== Text passage ==
Welp this season was fun, wasn’t it?

The Pirates 2011 season came to a screeching halt over the past two weeks, as the team has dropped 10 in a row and 12 of its past 13. I had a point earlier this year where I thought I’d be heartbroken if they went on this inevitable losing streak. I held hope that they wouldn’t do it, but I was scared of how I’d feel when they did. I thought it’d be ugly for me and my buddy Wayne, who is a die-hard fan just the same as I am.

And how do I feel? No different. This past week has taught me that I am absolutely numb to the team’s losing ways. I feel no sorrow, no remorse, no anger. If the Steelers went on a 10-game skid, the majority of the city would be on suicide watch, myself included. But this streak the Pirates are on? It’s barely even registered in the grand scheme of things. I was saving money for the outside chance the team actually made the playoffs so I could be there for it … that got spent on tickets to see Kanye West in November.

Now, I’m not denouncing my fandom of the team like most of the bandwagon jumpers in the city are starting to do. I’m a Pirates fan through-and-through, and when they finally do get over the hump, I’ll be proud to say I was there all along. But I am saying that this free-fall shouldn’t come as a surprise to anyone. Let’s be blunt, the team was vastly over performing compared to its talent, but it was spectacular while it lasted. Just as I predicted, it’s been a fun summer on the North Shore of Pittsburgh. The Steelers Super Bowl loss seems like a distant memory after the roller-coaster ride the Pirates took us on over the first four months of the season. In the wake of the worst homestand in team history, let’s take a look at what can be salvaged as the team’s brutal schedule takes them into San Francisco and Milwuakee this week.

== Work instructions ==
- a) In the Pirates post, echo the stretch from "And how do I" through "West in November.".
- b) According to the Pirates post, what was the writer's playoff money spent on instead?
- c) Do these statements agree with the Pirates post? (i) The team has lost 12 of its past 13 games. (ii) The losing streak has made the writer angry. (iii) The writer calls the recent homestand the worst in team history. Answer yes or no for each, quoting the deciding words.

== Available data ==
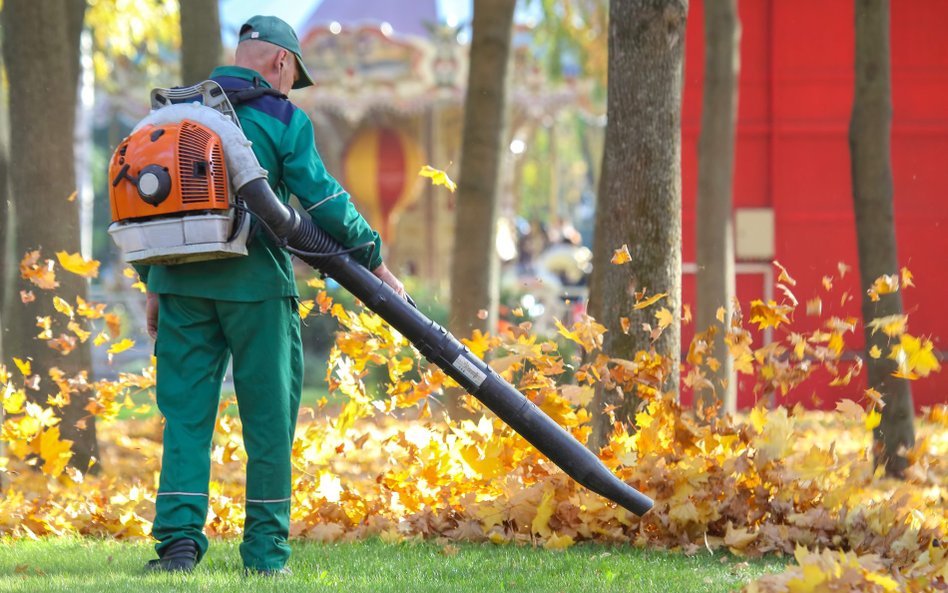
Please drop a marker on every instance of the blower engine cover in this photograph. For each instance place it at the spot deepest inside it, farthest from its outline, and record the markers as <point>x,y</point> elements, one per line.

== Answers by task ==
- a)
And how do I feel? No different. This past week has taught me that I am absolutely numb to the team’s losing ways. I feel no sorrow, no remorse, no anger. If the Steelers went on a 10-game skid, the majority of the city would be on suicide watch, myself included. But this streak the Pirates are on? It’s barely even registered in the grand scheme of things. I was saving money for the outside chance the team actually made the playoffs so I could be there for it … that got spent on tickets to see Kanye West in November.

- b) Tickets to see Kanye West in November.

- c)
(i) Yes: "the team has dropped 10 in a row and 12 of its past 13"
(ii) No: "I feel no sorrow, no remorse, no anger."
(iii) Yes: "In the wake of the worst homestand in team history"